__DOCUMENT SECTION__

-- Opening Marker --

The Ghost Couple: Correlated LLM Name Priors and Their Haunting of the Web and Academic Publishing

Source: arXiv:2606.02184 · Published 2026-06-01 · By Michał Brzozowski, Neo Christopher Chung

TL;DR

This paper investigates a novel and underexplored phenomenon in large language models (LLMs): the generation of correlated fictional character name ensembles, especially recurring ghost author identities, that persistently appear across AI-generated web content and academic publishing metadata. The authors demonstrate that models like Anthropic's Claude, Google's Gemini, and OpenAI's GPT each produce not only high-probability individual fictional names but ensembles of names (pairs and trios) whose co-occurrence rates far exceed chance and are stable across independent generations. These name priors are model-family-specific, version-specific, and actively suppressed at release boundaries, creating identifiable temporal fingerprints across releases.

Critically, this behavioral artifact propagates beyond text generation into the real-world scholarly infrastructure. The authors identify 1,655 ghost-authored records on Zenodo, a CERN-operated repository that mints legitimate DOIs, which list nonexistent journals, falsified publication dates, and author names that trace back directly to these LLM name priors. They trace concentrated bursts of uploads that coincide with LLM deployment windows and uncover synthetic research groups on ResearchGate comprising these ghost names, in some cases combining names derived from multiple model families. This demonstrates a pressing vulnerability: LLM-generated ghost identities can infiltrate and contaminate academic metadata ecosystems at scale, potentially undermining trust and provenance.

-- Closing Marker --

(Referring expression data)
-- Opening Marker --

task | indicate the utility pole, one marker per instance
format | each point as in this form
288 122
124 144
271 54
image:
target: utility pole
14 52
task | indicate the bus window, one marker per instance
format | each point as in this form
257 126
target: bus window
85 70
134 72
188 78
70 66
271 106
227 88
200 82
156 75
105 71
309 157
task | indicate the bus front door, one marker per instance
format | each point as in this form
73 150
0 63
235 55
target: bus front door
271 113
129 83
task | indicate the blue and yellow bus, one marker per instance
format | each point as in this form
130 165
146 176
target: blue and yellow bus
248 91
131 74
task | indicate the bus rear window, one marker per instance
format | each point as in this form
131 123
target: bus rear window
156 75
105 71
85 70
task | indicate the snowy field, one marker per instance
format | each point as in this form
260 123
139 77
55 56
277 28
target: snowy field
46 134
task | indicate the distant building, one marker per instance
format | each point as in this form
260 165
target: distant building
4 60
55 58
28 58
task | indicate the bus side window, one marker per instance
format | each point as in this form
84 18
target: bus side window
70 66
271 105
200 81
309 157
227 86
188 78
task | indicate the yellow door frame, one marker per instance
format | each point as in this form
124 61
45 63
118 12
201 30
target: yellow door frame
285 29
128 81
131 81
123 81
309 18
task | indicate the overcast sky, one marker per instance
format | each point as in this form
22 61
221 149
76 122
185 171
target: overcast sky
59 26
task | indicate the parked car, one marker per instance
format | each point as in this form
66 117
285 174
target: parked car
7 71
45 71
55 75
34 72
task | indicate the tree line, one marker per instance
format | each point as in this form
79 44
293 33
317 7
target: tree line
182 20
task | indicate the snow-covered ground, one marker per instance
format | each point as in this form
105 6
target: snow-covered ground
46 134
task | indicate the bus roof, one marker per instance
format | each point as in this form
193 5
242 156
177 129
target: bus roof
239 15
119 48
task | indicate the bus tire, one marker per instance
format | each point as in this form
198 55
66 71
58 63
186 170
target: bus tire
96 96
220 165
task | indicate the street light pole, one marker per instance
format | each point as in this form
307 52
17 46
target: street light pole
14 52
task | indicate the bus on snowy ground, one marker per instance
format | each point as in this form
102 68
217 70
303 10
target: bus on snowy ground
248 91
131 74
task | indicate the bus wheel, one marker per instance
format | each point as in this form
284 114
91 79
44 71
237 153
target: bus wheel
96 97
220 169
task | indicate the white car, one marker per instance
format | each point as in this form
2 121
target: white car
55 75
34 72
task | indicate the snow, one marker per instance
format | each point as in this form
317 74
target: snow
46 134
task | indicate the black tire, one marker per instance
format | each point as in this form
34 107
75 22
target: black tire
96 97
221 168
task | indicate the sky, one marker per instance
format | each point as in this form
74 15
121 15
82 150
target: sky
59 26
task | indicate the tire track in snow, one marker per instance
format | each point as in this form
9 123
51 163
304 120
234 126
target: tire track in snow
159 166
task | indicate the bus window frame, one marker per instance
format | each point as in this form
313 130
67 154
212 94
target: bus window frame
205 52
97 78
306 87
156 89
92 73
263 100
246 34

-- Closing Marker --
-- Opening Marker --

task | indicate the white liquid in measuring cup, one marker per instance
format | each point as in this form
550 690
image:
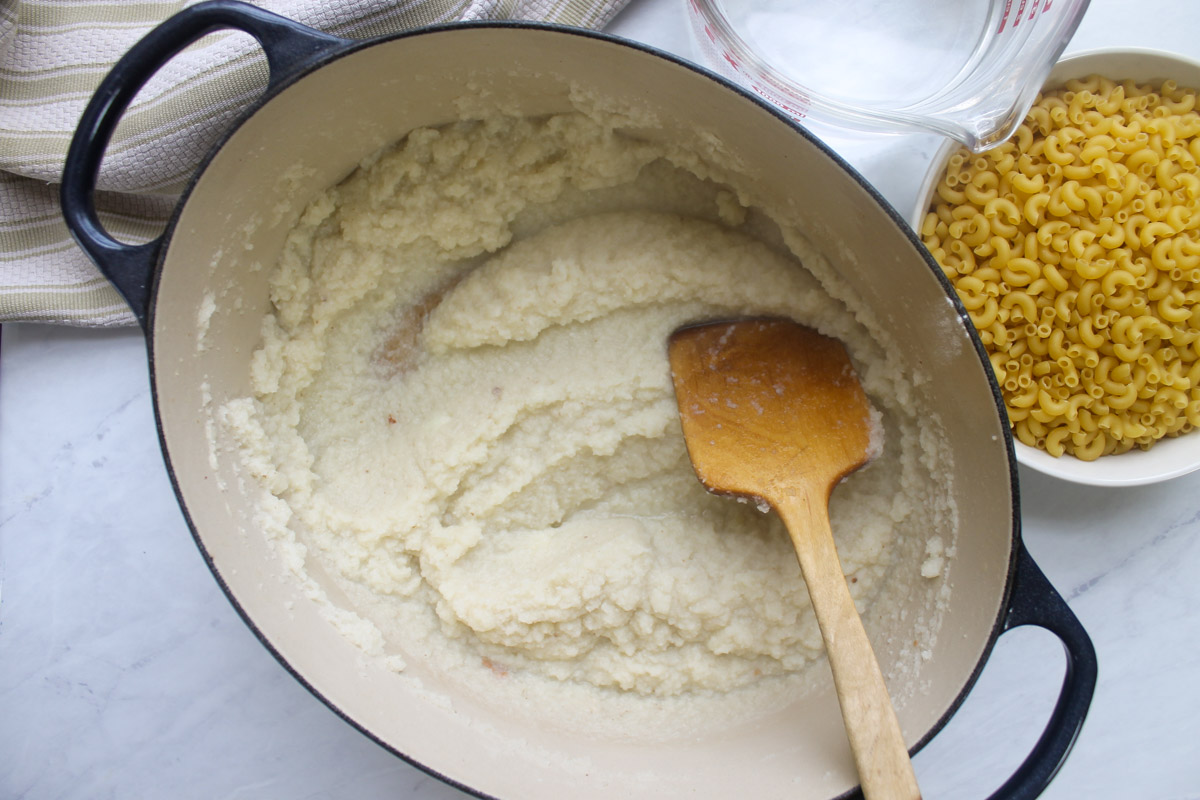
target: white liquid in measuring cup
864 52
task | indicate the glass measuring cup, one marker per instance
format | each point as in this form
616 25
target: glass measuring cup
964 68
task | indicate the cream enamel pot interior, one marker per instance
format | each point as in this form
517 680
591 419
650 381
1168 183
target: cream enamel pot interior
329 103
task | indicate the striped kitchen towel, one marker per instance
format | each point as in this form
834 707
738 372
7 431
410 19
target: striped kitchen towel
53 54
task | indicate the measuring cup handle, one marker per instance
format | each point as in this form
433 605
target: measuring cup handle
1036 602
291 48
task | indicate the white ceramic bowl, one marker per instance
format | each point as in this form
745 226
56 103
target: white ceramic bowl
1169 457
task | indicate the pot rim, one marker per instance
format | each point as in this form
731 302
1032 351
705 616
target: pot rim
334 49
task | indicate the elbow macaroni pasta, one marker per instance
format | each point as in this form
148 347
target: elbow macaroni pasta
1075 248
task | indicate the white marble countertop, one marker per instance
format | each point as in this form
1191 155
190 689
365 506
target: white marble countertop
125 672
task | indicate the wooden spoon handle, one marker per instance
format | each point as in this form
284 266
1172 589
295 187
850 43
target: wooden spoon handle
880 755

-- Closing Marker --

__TO DO__
A: List the large language models that the ghost author summary names as examples, each with the company it is credited to.
B: Answer these questions using the ghost author summary:
(i) How many ghost-authored records do the authors identify on Zenodo?
(ii) Which organization operates Zenodo?
(iii) What sizes of name ensembles do the models produce?
C: Write out part of the ghost author summary. Begin at the words "Critically, this behavioral" and stop after "trust and provenance.".

__EXERCISE ANSWERS__
A:
Anthropic's Claude
Google's Gemini
OpenAI's GPT

B:
(i) 1,655
(ii) CERN
(iii) Pairs and trios

C:
Critically, this behavioral artifact propagates beyond text generation into the real-world scholarly infrastructure. The authors identify 1,655 ghost-authored records on Zenodo, a CERN-operated repository that mints legitimate DOIs, which list nonexistent journals, falsified publication dates, and author names that trace back directly to these LLM name priors. They trace concentrated bursts of uploads that coincide with LLM deployment windows and uncover synthetic research groups on ResearchGate comprising these ghost names, in some cases combining names derived from multiple model families. This demonstrates a pressing vulnerability: LLM-generated ghost identities can infiltrate and contaminate academic metadata ecosystems at scale, potentially undermining trust and provenance.